• _EXERCISE GOAL_
Swap "kayak" for "canoe" everywhere in the records below, and write them out again with nothing else changed and the pictures left out.

• _RECORDS FOR THE EXERCISE_
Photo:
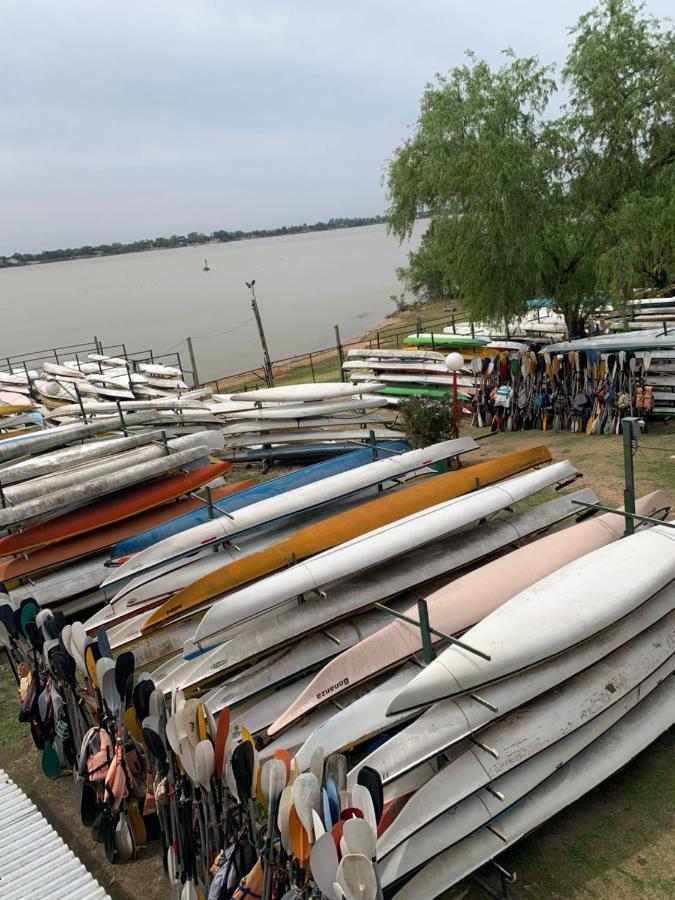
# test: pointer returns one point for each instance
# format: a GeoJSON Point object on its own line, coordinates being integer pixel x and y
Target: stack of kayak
{"type": "Point", "coordinates": [70, 492]}
{"type": "Point", "coordinates": [303, 421]}
{"type": "Point", "coordinates": [266, 701]}
{"type": "Point", "coordinates": [407, 373]}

• _WRITTEN ANSWER_
Photo:
# test: pointer returns one point for each instance
# format: a GeoJSON Point object on its own line, coordinates being integer pixel x and y
Target: stack of canoe
{"type": "Point", "coordinates": [70, 492]}
{"type": "Point", "coordinates": [303, 421]}
{"type": "Point", "coordinates": [266, 701]}
{"type": "Point", "coordinates": [407, 373]}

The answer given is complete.